> **SET OF TASKS**
1: From the article on JFK's New Terminal One, list every organization named.
2: Answer the following questions using the article on JFK's New Terminal One.
(a) How many gates will the terminal offer when completed?
(b) In what year did New York International Airport at Idlewild Field open?
(c) By roughly what percentage was the project team asked to reduce its steel usage?
3: According to the article on JFK's New Terminal One, why does the team plan to open five of the second phase's nine gates first, in their own subphase?

> **READING PASSAGE**
********************
David Jen on September 26, 2025 - in Articles, Feature, Featured

The 2.6-million-square-foot New Terminal One will be able to handle up to 20 million passengers per year when it opens fully in 2030. (Port Authority of New York and New Jersey)


The New Terminal One (NTO) at John F. Kennedy International Airport (JFK) will accentuate a series of major airport improvements in the New York metropolitan area when it opens its first phase in June 2026, applying modern design and technology to support the area’s growing passenger, sustainability and resilience demands.

The $9.5 billion project, the largest private-public partnership in the country, broke ground in September 2022 with a design-build team led by infrastructure firm AECOM Tishman and architecture, design and planning firm Gensler. In addition to the complexities of a phased demolition and construction process alongside ongoing airport operations at the existing Terminal 1, the project team also responded to a call to reduce its steel usage by almost 25 percent.

When completed in 2030, the 2.6-million-square-foot terminal will rank as the country’s largest standalone international terminal, according to the Port Authority of New York and New Jersey, which operates the airport. It will offer 23 gates and 300,000 square feet of retail space, complete with modern security-checkpoint technologies to modernize the curb-to-gate experience.

The project’s first phase, totaling 1.85 million square feet, will add 14 new widebody gates to the airport. When the first phase opens, airlines will move operations to the new gates, allowing for the demolition of the existing Terminal 1 and construction of NTO’s second and final phase. Because the airport’s financial projections rely on 19 operational gates, the team plans to expedite and first open five of the second phase’s nine gates in its own subphase.



The History of JFK International Airport

New York International Airport at Idlewild Field opened in 1948 with a single terminal and six runways. Serving New York’s transcontinental and transatlantic flights, the airport grew through a “terminal city” phase where it expanded to eight terminals—one dedicated to each airline—to its current configuration of four runways and five active terminals. The airport was renamed John F. Kennedy International Airport in 1963 following the assassination of President John F. Kennedy.
********************
> **ROWS**
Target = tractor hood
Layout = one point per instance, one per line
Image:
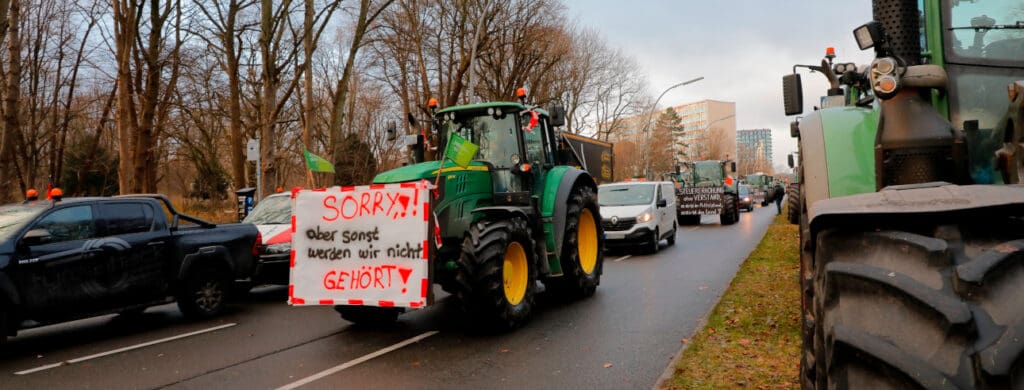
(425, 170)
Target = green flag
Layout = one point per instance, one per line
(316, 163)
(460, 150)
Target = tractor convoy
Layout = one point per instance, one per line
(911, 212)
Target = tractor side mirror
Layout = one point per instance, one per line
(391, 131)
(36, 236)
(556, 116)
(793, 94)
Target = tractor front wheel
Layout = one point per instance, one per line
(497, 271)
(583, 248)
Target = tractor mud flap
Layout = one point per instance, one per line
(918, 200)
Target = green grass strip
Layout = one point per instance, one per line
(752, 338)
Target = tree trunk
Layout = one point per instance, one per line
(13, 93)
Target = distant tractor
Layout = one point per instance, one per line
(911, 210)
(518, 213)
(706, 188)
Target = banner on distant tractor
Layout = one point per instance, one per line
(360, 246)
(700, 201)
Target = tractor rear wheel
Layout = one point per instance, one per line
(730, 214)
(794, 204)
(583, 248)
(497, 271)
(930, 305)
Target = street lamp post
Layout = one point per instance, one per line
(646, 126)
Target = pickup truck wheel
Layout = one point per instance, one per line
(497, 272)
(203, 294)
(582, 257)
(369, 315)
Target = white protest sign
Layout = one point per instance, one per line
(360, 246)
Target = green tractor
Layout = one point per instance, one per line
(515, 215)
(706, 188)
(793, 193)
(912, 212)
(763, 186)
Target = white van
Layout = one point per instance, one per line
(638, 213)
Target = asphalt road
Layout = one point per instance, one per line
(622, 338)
********************
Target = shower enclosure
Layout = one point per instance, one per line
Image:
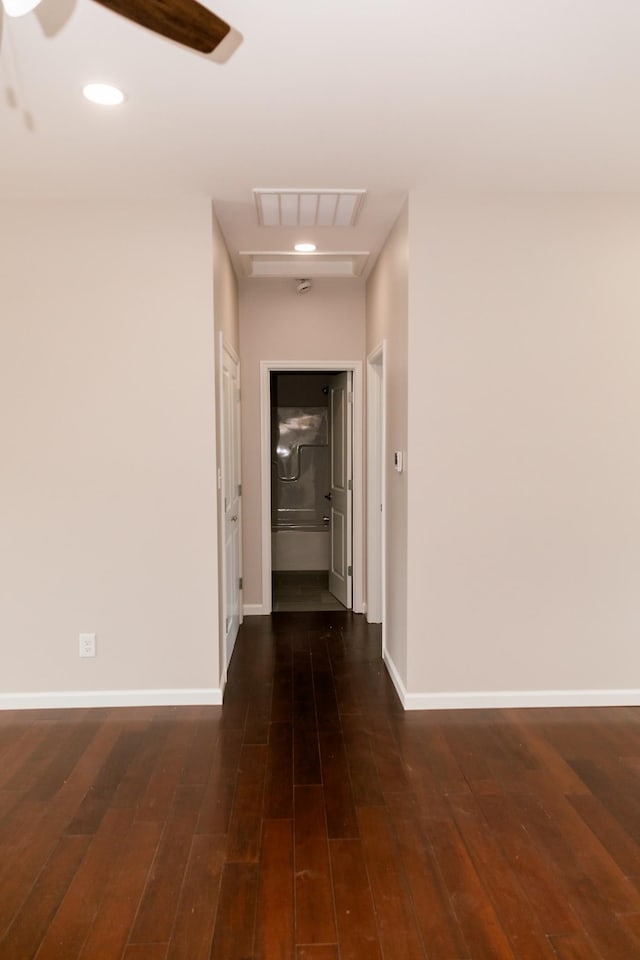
********************
> **ANSWERS TO THE TASKS**
1:
- AECOM Tishman
- Gensler
- Port Authority of New York and New Jersey

2:
(a) 23 gates
(b) 1948
(c) Almost 25 percent

3: The airport's financial projections rely on 19 operational gates. The first phase adds only 14, so the team plans to expedite five of the second phase's gates.